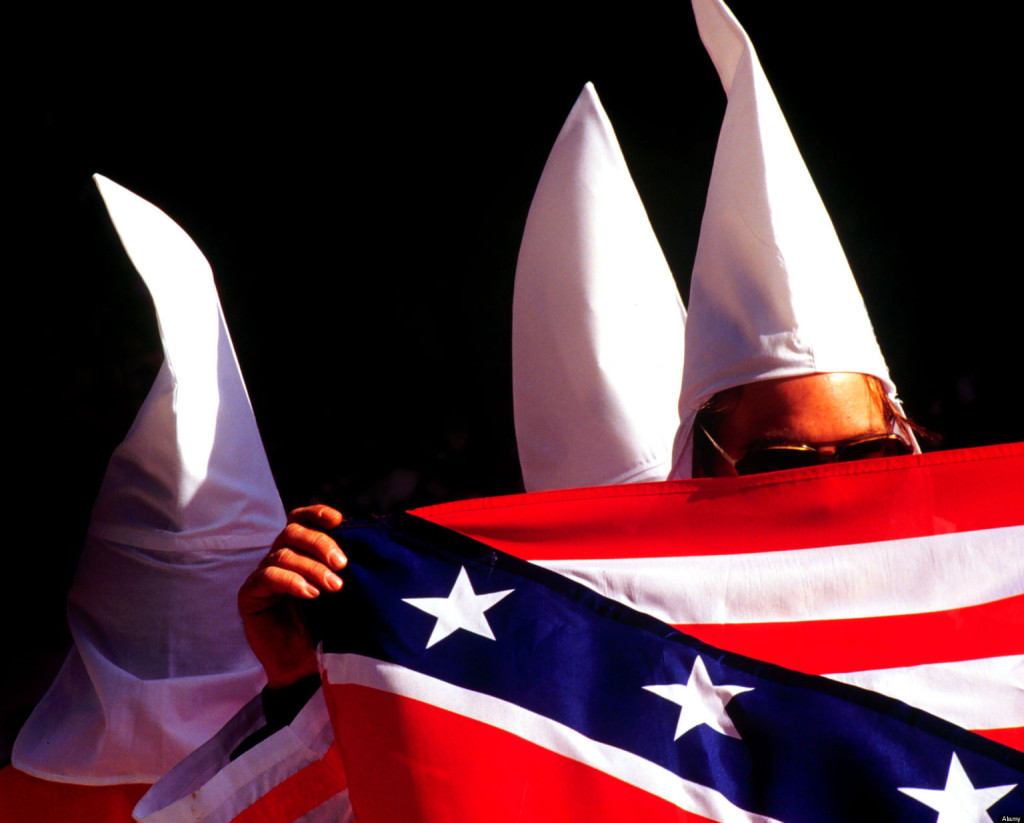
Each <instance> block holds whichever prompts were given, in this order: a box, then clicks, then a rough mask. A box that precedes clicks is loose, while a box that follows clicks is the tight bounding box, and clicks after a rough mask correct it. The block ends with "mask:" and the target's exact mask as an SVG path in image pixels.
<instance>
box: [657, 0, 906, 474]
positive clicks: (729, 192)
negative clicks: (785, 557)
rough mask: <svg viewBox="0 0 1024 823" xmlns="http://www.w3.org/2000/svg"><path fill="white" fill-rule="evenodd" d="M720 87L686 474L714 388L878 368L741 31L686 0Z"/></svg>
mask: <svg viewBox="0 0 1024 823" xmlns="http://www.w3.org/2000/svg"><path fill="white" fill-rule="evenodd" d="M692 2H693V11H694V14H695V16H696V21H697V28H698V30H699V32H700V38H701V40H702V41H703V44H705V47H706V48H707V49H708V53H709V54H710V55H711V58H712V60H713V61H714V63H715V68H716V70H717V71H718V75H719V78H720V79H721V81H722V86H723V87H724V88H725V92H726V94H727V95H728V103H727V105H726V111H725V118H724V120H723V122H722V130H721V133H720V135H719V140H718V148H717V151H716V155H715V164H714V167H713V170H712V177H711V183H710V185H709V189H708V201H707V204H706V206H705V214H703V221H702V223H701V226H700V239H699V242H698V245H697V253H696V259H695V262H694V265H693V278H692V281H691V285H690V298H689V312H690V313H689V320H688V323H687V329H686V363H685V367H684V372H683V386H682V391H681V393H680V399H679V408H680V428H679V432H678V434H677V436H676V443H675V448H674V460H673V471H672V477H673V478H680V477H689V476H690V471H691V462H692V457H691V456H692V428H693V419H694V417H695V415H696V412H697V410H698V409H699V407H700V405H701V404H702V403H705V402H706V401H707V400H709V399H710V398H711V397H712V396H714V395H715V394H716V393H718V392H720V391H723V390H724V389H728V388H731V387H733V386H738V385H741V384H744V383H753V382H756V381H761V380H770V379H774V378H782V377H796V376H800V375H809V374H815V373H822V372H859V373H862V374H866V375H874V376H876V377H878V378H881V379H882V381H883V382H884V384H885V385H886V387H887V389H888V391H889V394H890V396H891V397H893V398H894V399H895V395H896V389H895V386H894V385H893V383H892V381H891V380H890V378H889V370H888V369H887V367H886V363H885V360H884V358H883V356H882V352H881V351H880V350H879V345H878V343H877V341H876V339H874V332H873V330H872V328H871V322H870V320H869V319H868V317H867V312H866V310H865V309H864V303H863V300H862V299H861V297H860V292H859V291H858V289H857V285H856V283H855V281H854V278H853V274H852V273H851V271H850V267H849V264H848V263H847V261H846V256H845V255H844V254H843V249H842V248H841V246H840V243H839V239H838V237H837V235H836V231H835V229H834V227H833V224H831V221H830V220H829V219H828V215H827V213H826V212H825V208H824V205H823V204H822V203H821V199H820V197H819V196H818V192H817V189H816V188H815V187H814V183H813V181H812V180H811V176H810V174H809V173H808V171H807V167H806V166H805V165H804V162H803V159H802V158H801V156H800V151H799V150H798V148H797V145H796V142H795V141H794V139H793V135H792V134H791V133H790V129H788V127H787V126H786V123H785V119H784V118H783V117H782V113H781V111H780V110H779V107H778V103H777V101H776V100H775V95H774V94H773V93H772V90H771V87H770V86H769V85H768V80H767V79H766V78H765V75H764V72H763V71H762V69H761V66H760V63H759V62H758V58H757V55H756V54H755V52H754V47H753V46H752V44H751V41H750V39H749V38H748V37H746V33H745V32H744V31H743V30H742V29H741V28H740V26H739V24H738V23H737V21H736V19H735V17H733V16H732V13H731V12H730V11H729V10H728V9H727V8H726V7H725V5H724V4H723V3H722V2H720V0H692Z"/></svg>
# # # # # # #
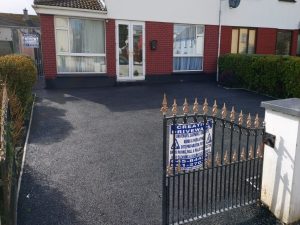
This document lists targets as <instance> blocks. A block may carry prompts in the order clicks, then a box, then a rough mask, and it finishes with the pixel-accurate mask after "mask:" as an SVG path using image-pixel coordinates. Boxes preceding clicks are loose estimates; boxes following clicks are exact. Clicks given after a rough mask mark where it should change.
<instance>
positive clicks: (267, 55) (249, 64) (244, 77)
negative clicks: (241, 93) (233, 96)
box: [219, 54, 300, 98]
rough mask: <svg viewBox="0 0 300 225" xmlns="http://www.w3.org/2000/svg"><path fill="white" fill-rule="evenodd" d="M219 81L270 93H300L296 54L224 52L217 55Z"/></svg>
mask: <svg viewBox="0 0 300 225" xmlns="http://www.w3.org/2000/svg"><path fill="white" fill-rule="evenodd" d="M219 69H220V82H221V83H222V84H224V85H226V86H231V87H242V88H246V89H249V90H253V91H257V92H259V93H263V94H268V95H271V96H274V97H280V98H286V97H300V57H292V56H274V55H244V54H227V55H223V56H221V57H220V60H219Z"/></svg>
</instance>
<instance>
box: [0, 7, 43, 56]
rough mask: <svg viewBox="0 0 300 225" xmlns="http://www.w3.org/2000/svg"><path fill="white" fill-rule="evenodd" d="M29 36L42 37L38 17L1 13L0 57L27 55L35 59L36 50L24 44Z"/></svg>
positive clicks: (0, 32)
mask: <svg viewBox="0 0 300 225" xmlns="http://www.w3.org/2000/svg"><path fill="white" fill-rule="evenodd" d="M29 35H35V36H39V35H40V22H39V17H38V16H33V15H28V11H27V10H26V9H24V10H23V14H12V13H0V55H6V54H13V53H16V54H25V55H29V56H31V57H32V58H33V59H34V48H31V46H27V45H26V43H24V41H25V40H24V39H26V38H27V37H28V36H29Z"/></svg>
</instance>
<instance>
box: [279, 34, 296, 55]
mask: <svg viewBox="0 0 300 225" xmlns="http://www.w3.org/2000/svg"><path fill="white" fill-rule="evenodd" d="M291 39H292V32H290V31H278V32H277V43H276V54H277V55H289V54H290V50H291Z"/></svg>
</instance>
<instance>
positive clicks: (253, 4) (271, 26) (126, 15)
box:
# # # # # # #
What this task involves: Filter the records above down to the lines that hold the string "order".

Written response:
Each <instance> block holds whichever prompts were given, in this order: a box, then clicks, then a rough mask. A box that precedes clicks is loose, while a box that follows clicks is the tight bounding box, and clicks after a rough mask correct it. The block ends with "mask:" and the target's exact mask as an SVG path in image pixels.
This document lists targets as <instance> blocks. A block may carry prompts in the order clicks, then a box, then a rough mask, and it finishes with the pixel-accurate mask after "mask:" as an SVG path using image-pixel coordinates. Boxes preceding clicks are loose estimates; boxes following clicks are exact. Clicks given after a rough mask mark where it should change.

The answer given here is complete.